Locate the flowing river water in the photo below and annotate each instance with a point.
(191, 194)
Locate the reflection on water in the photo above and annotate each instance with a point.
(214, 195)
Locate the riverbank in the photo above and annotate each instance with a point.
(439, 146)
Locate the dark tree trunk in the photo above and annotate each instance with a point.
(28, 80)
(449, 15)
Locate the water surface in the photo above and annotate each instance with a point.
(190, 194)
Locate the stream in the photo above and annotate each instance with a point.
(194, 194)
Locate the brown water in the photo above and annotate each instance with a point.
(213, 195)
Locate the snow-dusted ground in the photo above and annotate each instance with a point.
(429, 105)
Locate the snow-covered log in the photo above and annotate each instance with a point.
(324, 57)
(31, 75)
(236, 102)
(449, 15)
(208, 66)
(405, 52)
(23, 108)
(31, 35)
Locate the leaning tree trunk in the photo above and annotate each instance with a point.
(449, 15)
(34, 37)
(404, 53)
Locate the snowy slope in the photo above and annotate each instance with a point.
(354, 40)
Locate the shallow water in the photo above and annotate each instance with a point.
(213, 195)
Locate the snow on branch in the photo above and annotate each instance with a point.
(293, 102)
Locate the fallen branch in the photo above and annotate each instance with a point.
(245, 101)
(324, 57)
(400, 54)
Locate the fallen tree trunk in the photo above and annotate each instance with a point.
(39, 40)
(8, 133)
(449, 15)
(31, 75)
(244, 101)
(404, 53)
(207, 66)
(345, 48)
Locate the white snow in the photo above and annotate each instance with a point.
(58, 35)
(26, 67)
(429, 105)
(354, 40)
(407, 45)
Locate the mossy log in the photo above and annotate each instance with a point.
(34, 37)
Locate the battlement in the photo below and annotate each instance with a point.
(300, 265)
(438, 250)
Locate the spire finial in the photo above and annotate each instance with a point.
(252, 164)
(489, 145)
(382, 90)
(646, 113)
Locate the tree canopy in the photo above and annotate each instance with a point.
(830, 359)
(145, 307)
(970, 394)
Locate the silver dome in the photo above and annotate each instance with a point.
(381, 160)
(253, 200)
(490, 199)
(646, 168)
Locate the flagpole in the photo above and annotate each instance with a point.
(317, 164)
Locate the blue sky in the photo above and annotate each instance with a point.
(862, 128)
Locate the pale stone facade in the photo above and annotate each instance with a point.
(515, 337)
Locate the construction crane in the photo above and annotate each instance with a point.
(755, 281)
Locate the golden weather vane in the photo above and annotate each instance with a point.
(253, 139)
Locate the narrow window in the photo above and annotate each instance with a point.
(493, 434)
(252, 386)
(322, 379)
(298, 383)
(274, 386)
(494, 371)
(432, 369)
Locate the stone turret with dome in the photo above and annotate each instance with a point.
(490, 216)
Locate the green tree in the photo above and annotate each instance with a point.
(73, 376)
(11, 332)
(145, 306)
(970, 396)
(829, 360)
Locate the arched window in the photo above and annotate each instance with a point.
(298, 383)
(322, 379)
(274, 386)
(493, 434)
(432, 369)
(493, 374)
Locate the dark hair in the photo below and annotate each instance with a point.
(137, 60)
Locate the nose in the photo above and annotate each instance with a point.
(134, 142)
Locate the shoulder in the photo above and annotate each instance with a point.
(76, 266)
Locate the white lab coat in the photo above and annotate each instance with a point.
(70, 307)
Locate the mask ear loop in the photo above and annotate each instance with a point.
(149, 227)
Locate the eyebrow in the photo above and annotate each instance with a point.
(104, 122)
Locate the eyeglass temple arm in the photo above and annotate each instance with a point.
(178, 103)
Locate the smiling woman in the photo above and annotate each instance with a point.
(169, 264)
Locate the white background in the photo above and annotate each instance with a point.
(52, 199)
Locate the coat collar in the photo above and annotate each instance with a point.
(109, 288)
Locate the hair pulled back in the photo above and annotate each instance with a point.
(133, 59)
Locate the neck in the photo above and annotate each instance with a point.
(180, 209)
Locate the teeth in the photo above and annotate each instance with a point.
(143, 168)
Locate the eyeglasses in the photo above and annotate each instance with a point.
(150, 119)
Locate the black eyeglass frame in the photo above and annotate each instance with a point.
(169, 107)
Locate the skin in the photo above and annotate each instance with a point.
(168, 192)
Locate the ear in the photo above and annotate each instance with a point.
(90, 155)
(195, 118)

__Aim__
Rewrite the rows from the line containing "Locate the hair" through the last row above. Put "mark" in place of "annotate" and keep everything else as it is.

__Solution for this task__
Locate the hair pulled back in the photo above and mark each instance with a point.
(133, 59)
Locate the neck in the photo above and mark each instance with a point.
(180, 209)
Locate the teeth in the photo above and mark each instance with a point.
(143, 168)
Locate the eyeglasses in the photo above and mark each instance with a point.
(150, 119)
Locate the black eyeglass frame in the photo above and mark each instance with a point.
(169, 107)
Locate the skin in the photo above and mark each instance with a point.
(168, 192)
Locate the ear in the photo above and mark each instance with a point.
(90, 155)
(195, 118)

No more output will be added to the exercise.